The entries that follow must be given again exactly, with no pictures kept.

→ **Collected data**:
▬▬▬▬▬▬

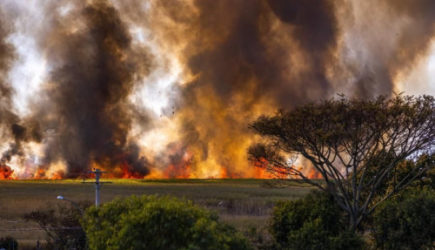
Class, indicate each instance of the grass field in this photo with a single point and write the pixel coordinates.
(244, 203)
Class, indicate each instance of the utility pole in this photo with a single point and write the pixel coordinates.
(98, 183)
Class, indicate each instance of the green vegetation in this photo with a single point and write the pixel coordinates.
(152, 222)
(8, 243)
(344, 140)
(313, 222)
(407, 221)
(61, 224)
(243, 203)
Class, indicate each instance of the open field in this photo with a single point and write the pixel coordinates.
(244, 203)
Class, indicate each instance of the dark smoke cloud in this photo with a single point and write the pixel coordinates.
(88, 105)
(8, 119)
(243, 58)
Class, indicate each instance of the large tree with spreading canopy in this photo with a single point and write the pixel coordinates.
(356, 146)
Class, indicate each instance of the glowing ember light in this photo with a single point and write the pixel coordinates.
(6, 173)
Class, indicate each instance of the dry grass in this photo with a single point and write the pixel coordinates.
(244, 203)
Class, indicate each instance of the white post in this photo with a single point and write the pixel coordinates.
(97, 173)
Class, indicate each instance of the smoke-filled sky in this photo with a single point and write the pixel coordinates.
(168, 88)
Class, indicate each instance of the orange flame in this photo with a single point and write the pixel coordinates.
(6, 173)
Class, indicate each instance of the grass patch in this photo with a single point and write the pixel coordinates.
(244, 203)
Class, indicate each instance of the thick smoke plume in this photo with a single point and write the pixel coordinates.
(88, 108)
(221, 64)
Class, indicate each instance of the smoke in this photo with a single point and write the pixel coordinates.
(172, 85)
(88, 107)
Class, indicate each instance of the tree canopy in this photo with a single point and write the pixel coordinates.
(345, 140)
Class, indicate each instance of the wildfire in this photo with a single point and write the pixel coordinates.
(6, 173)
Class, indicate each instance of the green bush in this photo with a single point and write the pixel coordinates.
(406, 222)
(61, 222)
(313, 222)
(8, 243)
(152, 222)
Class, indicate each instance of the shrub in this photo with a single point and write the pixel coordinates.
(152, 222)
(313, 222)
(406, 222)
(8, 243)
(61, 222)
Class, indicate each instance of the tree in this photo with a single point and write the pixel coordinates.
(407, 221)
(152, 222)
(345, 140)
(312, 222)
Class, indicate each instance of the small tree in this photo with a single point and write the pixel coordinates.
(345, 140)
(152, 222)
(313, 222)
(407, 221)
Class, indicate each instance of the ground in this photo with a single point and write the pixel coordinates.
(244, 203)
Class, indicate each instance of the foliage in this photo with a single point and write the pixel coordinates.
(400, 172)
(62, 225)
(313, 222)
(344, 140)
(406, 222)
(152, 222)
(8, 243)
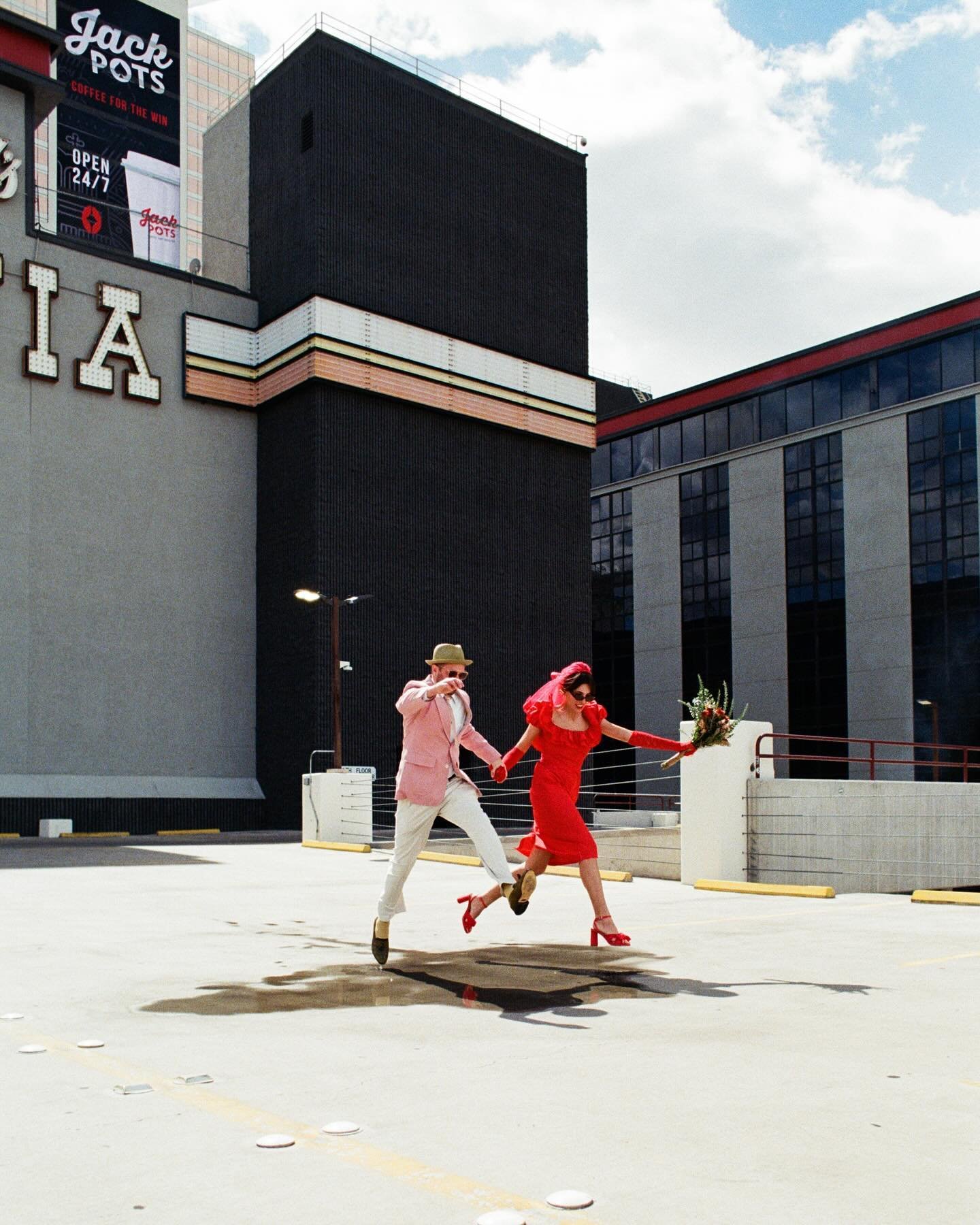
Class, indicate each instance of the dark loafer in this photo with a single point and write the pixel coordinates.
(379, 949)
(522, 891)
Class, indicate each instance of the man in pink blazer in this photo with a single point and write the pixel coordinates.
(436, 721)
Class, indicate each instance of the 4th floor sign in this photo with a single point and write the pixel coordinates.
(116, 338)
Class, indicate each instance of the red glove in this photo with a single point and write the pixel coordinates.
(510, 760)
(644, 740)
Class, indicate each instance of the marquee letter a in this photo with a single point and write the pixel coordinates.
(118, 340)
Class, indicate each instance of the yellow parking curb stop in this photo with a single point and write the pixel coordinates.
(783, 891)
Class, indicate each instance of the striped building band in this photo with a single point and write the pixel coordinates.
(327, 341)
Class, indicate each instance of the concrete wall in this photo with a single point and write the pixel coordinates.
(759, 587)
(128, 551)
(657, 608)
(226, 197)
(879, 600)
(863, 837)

▬▬▬▬▬▬

→ **Solution for this task**:
Class, indicate each instance of the grass field in this photo with a single point and write the pixel coordinates.
(244, 203)
Class, indicate each instance of the utility pole in this photo with a single point and write the pixel coordinates.
(98, 183)
Class, indicate each instance of the green vegetation in this photo with a single point and write the pixel coordinates.
(152, 222)
(8, 243)
(344, 140)
(313, 222)
(407, 221)
(61, 224)
(243, 203)
Class, indicate each instance of the open field in this photo with a single point and write the pixel coordinates.
(244, 203)
Class, indicate each instance of the dark smoke cloud in this photo with a single point and write the pixel coordinates.
(88, 105)
(8, 119)
(243, 58)
Class, indicate each instance of the large tree with spreading canopy in this photo with a single point and write the pixel coordinates.
(356, 146)
Class, indicate each instance of the glowing ember light in this photo with a single point and write the pixel coordinates.
(6, 173)
Class, indicate each instance of the dry grass in this photo with a single point and write the pixel coordinates.
(244, 203)
Class, indicate each instance of the white post in this photo with a single point and write the pixel coordinates.
(97, 173)
Class, indicate each instance of the smoke-filled sky in this photo with a single point and write the pixel coordinates.
(168, 88)
Class, indicate each instance of the orange flame in this photo with a single point and write the pixel coordinates.
(6, 173)
Class, indicate each instance of the grass patch in this photo with a single point and write the pixel coordinates.
(244, 203)
Class, indicate each instance of the thick smoke plume in this photo with a single point and write the pixel coordinates.
(88, 108)
(221, 64)
Class, indicate each instance of the smoke in this photo with a single point and write the pixel coordinates.
(172, 85)
(88, 107)
Class, indicate each instance of the tree canopy in this photo with a single point and write the pixel coordinates.
(345, 140)
Class, indicate each instance of the wildfire in this photo with a single point and write the pixel coordinates.
(6, 173)
Class, indicate each instance of the green bush in this photo with a single point and write the pixel coordinates.
(406, 222)
(61, 222)
(313, 222)
(8, 243)
(152, 222)
Class, indicate each instance of the shrub in this photo with a single point and write the pixel coordinates.
(152, 222)
(313, 222)
(406, 222)
(8, 243)
(61, 222)
Class, indicate each instance of the tree in this photo with a single point and write the pixel coordinates.
(407, 221)
(152, 222)
(345, 140)
(312, 222)
Class, indicate each instance of the small tree in this photo with a single point and write the pixel coordinates.
(345, 140)
(152, 222)
(313, 222)
(407, 221)
Class, indicate each instance of the ground in this photo with a single point and write the pixel coordinates.
(244, 203)
Class, indicate each instance of the foliage in this photo with a single point and write the pixel coordinates.
(400, 172)
(62, 225)
(313, 222)
(344, 140)
(406, 222)
(152, 222)
(8, 243)
Class, indicate each instance of the dark loafer in this photo with a single point and write the pixel coordinates.
(379, 949)
(522, 891)
Class, indicate each instance of the man in pink blazer in this photo with a single point and write the pixel coordinates.
(436, 721)
Class, indicate each instance of the 4th floor sign in this photo with a single point and write the pixel coordinates.
(116, 338)
Class, indicate each instance of the red glove in this photo with a single point and write the pixel coordinates.
(510, 760)
(644, 740)
Class, indicate each instance of the marquee letter a in this photo with a single point and write the pixel coordinates.
(118, 340)
Class, indicate each instance of the yellow parking curb stop in this photo with a single point and write the pixel coordinates.
(783, 891)
Class, indicate each instance of the striped building band in this photo with a single point and write the pixel coordinates.
(327, 341)
Class, indicate each instance of the concrete wall in this photo with a single point and write the pixel coordinates.
(759, 587)
(128, 551)
(657, 608)
(226, 197)
(879, 600)
(863, 837)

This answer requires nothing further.